---------- Material shown ----------
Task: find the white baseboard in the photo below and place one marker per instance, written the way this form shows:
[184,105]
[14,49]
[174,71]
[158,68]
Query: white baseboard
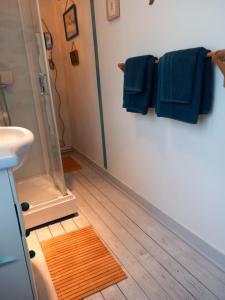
[186,235]
[49,211]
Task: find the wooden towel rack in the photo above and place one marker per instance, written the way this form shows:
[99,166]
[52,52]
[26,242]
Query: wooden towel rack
[218,57]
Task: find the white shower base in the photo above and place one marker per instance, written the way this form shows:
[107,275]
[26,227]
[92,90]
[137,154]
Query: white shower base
[46,202]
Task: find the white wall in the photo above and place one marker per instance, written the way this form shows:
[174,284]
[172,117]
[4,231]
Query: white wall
[82,90]
[179,168]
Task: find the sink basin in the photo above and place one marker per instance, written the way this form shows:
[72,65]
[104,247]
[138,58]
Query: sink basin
[15,143]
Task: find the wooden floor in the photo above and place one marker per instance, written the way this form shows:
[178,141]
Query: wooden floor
[159,265]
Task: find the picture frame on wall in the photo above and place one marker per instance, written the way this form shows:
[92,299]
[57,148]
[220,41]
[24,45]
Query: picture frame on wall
[71,22]
[112,9]
[48,40]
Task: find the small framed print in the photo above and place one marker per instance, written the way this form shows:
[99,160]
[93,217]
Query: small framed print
[48,40]
[113,9]
[70,22]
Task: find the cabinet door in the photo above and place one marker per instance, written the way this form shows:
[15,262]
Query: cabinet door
[14,278]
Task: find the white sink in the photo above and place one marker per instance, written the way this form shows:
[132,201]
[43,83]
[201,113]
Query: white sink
[15,142]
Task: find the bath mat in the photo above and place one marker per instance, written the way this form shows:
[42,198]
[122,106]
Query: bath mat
[80,264]
[70,165]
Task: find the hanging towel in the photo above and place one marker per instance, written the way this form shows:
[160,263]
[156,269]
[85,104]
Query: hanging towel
[208,86]
[138,83]
[182,91]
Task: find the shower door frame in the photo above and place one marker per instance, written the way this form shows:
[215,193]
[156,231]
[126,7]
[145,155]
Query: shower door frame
[61,206]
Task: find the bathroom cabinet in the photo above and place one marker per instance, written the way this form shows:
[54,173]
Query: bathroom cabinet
[16,278]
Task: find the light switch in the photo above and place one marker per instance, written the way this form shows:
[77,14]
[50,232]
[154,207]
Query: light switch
[6,78]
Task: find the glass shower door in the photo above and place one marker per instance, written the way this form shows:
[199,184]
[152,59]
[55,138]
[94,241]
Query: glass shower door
[34,40]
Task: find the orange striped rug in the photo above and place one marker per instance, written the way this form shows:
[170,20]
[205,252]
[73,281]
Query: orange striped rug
[70,165]
[80,264]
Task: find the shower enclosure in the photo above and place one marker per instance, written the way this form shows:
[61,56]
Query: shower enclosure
[28,102]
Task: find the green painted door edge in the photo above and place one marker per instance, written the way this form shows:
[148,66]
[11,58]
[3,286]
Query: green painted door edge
[98,83]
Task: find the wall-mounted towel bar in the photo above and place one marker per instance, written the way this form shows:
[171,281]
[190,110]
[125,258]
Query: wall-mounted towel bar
[218,57]
[121,66]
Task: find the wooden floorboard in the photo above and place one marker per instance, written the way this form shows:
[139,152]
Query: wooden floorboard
[164,279]
[159,265]
[204,274]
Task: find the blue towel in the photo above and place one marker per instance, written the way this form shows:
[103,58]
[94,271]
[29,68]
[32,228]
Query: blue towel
[207,96]
[138,83]
[182,92]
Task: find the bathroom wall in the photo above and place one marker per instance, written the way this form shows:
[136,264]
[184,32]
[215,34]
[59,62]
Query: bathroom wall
[82,87]
[19,96]
[179,168]
[51,16]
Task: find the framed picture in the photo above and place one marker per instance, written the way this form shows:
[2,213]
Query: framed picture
[48,40]
[113,9]
[70,22]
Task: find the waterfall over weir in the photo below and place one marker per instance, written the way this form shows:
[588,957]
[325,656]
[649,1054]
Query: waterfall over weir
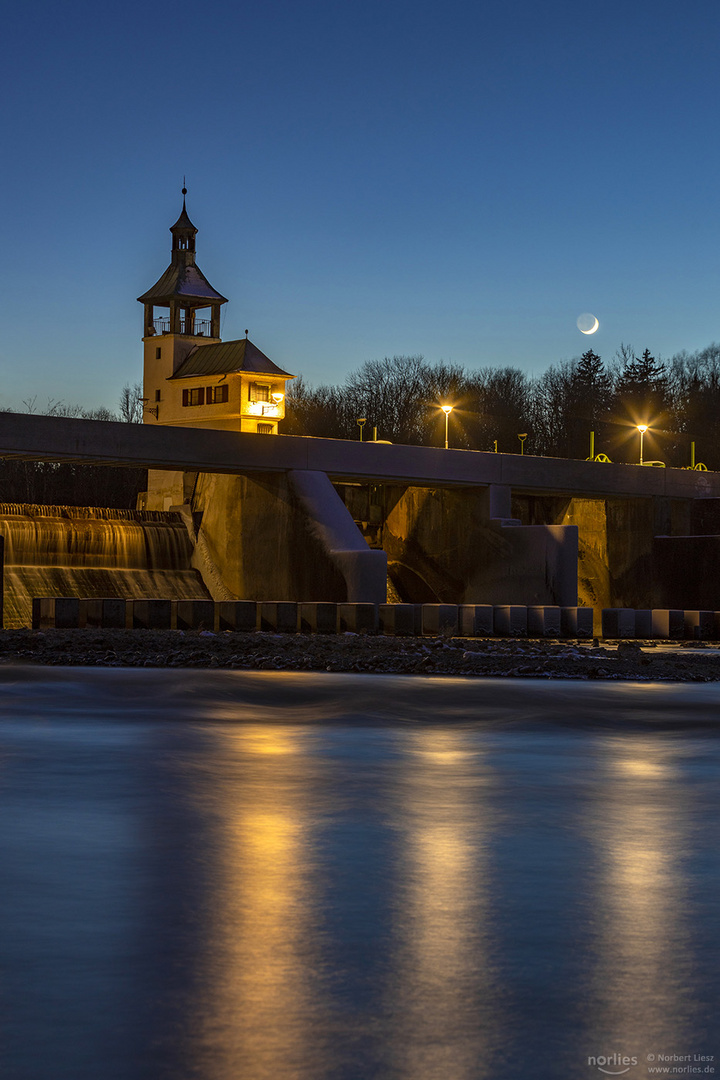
[82,551]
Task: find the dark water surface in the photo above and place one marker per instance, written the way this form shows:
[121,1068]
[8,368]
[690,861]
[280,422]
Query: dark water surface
[236,876]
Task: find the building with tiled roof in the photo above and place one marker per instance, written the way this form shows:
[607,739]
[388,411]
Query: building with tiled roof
[190,375]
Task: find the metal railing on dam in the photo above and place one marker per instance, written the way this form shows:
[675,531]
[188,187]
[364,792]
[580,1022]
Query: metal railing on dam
[195,449]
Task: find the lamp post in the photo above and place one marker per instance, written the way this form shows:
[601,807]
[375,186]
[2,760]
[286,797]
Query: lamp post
[447,409]
[641,428]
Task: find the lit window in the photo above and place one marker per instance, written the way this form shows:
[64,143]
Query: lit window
[259,392]
[195,396]
[216,395]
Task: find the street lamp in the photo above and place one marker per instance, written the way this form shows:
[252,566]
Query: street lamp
[641,428]
[447,409]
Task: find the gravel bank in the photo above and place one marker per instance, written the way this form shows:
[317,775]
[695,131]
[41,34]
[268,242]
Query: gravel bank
[350,652]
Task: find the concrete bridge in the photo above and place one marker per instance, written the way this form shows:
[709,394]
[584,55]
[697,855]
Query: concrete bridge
[193,449]
[298,518]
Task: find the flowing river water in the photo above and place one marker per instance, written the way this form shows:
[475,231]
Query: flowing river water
[225,875]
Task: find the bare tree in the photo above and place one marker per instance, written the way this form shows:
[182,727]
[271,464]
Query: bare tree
[131,403]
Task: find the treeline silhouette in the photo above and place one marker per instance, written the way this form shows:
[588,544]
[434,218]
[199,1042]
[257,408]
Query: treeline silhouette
[72,484]
[678,399]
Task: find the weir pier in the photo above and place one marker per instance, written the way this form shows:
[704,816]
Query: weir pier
[316,520]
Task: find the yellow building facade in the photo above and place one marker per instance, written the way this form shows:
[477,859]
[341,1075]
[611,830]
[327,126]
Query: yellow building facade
[190,375]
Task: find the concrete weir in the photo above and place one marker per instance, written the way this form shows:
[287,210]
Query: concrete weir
[313,521]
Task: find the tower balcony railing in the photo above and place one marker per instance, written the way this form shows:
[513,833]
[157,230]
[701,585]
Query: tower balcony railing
[197,327]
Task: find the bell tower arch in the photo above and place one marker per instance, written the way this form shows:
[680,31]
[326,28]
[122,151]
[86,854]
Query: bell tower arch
[189,315]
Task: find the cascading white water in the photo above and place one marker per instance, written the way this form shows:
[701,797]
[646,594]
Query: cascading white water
[83,551]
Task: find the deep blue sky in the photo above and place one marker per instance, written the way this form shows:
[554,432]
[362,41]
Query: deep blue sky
[457,179]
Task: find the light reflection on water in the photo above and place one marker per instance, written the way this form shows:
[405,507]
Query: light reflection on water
[220,875]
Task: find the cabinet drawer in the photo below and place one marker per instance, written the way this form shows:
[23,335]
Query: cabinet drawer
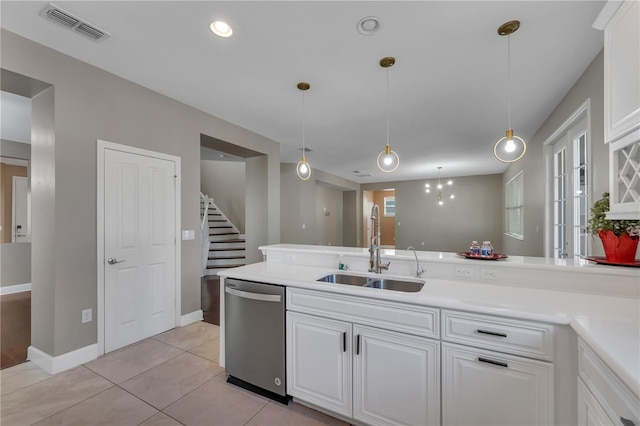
----------
### Action item
Gather up every line from the listing above in which the word "below" occurs.

### Exercise response
Task: find the white baseboard in the photo below and place one marker per instance, written the way this form shows:
Task: find the waterfall over weir in the photo below and place one marker per instance, written the way this form shows:
Task: find the cabinet drawer in the photo below and place one marker per instance, written the way this form shows:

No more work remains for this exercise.